TASK STATEMENT: Recast the rows below as a Markdown table with the columns "Index" and "Entry", putting a running number under Index and each line under Entry. Start with the line containing "If you could mark the butterfly hindwing", continue through the final line of the rows, include both ends, and leave out blank lines.

RECORDS PROVIDED:

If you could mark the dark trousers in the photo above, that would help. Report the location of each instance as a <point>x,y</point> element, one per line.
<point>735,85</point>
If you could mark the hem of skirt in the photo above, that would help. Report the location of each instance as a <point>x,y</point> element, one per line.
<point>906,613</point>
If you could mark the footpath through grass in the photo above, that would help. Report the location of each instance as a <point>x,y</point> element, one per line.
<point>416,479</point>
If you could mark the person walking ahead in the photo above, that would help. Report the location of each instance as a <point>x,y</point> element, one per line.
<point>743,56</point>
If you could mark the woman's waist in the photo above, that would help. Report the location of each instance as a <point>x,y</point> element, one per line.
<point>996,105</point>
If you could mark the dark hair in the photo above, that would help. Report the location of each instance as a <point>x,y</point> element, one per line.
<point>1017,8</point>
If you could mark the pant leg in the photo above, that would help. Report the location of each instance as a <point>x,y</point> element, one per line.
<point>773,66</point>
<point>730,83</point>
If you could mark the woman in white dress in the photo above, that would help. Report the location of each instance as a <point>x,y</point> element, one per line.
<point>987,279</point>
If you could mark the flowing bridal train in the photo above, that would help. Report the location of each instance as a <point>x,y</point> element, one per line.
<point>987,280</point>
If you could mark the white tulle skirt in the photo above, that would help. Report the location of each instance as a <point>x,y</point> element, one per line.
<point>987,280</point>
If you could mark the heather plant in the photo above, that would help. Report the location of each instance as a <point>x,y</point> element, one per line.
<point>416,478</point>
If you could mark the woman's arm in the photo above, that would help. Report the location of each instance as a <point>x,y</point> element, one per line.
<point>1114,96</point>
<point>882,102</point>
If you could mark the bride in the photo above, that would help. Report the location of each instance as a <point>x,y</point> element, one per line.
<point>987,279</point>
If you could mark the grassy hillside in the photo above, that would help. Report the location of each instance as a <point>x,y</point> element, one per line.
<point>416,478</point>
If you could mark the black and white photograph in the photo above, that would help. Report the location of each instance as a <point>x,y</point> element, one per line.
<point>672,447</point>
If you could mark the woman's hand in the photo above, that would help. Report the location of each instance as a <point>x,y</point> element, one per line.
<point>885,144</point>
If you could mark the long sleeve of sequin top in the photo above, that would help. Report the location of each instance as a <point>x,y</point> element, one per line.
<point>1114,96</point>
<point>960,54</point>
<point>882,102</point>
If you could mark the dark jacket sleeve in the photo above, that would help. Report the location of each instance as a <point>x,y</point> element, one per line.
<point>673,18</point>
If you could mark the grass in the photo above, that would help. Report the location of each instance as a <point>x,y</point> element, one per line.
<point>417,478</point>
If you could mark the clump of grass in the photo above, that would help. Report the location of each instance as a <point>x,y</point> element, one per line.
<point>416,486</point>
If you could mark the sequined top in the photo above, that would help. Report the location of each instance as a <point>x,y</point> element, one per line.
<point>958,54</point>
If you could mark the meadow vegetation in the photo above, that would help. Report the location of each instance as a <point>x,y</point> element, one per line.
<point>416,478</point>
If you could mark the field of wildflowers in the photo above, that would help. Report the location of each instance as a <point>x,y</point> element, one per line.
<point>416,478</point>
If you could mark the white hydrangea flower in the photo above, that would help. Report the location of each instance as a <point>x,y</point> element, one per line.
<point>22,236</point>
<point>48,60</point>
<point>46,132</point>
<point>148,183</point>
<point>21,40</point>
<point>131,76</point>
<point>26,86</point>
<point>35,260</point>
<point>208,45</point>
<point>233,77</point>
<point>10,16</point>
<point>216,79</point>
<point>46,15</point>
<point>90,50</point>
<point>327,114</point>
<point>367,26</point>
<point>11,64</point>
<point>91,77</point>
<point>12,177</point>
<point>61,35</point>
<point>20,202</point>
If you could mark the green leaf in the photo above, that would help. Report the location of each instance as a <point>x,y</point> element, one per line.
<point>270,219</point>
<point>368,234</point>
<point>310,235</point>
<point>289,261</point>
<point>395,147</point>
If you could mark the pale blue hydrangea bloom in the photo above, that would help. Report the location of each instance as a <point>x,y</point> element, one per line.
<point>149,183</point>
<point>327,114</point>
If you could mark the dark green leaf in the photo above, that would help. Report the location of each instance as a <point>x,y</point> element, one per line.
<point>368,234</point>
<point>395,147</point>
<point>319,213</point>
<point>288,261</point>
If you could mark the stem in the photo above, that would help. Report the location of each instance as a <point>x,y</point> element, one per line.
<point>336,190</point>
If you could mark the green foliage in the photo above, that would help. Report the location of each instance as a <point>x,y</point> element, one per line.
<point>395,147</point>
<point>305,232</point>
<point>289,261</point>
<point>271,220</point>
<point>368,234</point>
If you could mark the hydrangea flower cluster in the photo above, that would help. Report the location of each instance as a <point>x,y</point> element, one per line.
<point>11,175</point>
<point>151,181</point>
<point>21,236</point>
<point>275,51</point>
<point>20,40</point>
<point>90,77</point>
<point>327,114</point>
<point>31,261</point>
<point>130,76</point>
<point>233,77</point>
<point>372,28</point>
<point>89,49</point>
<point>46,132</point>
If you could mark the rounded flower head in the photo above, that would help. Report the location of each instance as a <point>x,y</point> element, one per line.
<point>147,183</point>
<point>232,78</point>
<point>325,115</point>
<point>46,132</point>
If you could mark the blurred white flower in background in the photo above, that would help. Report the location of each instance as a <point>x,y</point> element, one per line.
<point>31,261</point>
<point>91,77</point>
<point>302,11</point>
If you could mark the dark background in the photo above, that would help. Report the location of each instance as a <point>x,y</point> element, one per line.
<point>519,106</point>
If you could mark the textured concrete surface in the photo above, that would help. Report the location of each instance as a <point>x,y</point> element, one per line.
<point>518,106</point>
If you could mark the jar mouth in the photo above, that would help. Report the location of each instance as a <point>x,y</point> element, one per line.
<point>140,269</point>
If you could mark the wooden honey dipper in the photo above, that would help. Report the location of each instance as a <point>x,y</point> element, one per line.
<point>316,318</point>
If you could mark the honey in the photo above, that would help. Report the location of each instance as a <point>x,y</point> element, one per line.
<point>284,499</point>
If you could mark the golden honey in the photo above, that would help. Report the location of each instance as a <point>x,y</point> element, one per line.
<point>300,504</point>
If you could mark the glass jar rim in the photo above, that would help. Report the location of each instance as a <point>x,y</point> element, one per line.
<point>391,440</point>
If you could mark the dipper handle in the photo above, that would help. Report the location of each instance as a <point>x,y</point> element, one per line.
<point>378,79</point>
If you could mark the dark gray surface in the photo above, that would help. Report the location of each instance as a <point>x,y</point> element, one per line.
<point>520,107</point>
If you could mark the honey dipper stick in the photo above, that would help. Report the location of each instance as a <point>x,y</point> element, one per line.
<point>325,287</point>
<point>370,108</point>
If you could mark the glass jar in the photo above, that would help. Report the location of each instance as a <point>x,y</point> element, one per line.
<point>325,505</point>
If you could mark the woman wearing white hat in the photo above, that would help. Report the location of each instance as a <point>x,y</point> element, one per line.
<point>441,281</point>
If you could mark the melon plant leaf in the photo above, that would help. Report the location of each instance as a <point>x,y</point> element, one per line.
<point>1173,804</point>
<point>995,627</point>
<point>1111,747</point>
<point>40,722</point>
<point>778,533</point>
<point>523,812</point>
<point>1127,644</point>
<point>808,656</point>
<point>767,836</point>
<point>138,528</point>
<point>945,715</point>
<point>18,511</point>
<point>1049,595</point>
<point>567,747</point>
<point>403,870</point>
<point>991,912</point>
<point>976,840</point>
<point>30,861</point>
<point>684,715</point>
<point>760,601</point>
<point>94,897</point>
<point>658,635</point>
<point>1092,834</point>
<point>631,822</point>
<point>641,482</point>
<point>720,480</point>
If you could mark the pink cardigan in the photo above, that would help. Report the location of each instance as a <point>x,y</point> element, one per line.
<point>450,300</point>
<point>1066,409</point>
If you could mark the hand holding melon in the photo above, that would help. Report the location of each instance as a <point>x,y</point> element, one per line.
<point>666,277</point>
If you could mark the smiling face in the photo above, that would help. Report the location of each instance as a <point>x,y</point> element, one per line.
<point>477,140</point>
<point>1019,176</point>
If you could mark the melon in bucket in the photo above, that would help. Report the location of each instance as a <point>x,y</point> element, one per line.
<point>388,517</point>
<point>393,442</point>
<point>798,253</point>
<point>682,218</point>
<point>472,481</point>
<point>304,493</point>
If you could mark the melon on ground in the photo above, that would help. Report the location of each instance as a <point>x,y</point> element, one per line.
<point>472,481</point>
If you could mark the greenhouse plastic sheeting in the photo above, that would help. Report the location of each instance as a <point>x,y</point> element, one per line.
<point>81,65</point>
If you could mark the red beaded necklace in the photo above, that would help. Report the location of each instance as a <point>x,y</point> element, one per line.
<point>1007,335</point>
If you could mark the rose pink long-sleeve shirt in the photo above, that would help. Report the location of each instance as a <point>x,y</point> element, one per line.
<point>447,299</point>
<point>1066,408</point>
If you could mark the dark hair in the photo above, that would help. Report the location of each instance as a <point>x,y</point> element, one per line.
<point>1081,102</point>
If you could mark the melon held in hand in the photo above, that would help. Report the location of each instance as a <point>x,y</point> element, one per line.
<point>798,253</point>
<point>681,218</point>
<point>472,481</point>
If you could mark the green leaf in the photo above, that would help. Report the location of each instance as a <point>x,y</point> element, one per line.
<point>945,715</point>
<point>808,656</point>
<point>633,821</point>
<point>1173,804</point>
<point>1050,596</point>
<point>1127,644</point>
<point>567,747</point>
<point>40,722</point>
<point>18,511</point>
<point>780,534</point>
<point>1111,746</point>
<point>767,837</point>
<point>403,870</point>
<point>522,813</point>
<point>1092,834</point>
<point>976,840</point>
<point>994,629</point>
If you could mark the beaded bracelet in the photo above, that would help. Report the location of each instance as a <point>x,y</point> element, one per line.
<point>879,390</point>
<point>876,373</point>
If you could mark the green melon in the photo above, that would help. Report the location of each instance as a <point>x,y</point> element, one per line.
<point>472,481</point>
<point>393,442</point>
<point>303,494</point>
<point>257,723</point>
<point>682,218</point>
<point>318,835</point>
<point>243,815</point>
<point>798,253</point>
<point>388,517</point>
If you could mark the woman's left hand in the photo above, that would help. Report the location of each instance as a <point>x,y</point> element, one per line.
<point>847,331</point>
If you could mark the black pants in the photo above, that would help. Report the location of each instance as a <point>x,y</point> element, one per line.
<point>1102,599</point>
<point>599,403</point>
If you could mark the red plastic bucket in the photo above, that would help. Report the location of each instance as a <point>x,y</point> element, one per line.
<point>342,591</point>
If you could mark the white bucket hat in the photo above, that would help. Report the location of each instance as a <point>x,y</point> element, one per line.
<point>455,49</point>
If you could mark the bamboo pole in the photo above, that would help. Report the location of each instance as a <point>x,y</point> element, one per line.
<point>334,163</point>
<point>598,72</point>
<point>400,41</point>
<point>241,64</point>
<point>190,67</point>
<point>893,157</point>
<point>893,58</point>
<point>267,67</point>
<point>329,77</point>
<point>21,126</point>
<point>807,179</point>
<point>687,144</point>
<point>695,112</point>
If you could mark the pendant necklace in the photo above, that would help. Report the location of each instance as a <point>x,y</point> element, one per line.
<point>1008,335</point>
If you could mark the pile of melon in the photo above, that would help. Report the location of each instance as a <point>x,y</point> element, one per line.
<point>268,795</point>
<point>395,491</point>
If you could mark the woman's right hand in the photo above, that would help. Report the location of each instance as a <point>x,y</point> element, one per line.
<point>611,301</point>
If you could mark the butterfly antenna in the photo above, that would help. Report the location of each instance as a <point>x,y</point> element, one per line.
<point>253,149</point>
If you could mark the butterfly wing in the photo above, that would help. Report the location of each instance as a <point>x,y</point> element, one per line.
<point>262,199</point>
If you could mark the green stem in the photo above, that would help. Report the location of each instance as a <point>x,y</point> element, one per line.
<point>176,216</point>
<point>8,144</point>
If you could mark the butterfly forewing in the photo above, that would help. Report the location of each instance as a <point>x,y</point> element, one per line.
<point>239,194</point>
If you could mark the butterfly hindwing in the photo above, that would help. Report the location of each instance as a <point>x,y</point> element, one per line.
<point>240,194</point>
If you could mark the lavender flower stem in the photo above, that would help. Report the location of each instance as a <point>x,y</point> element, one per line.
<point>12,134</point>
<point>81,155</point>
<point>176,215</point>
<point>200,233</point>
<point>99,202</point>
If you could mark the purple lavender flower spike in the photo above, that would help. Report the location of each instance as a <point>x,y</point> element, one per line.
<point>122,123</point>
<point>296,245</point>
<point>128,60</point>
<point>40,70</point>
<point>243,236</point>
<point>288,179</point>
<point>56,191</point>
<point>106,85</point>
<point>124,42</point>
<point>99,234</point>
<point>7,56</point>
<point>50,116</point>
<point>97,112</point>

FULL RESPONSE:
| Index | Entry |
|---|---|
| 1 | If you could mark the butterfly hindwing in the photo above, that would help. Report the location of each instance as a <point>x,y</point> element, one per line. |
| 2 | <point>240,194</point> |
| 3 | If you could mark the lavender flower stem in the photo above, that would help. Report the location of each instance as a <point>x,y</point> element, one per line. |
| 4 | <point>12,134</point> |
| 5 | <point>81,155</point> |
| 6 | <point>176,215</point> |
| 7 | <point>200,233</point> |
| 8 | <point>99,202</point> |
| 9 | If you could mark the purple lavender flower spike in the photo above, that would help. Report the location of each instance as a <point>x,y</point> element, one per line. |
| 10 | <point>122,123</point> |
| 11 | <point>296,245</point> |
| 12 | <point>128,60</point> |
| 13 | <point>40,70</point> |
| 14 | <point>243,236</point> |
| 15 | <point>288,179</point> |
| 16 | <point>56,191</point> |
| 17 | <point>106,85</point> |
| 18 | <point>124,42</point> |
| 19 | <point>99,234</point> |
| 20 | <point>7,56</point> |
| 21 | <point>50,116</point> |
| 22 | <point>97,112</point> |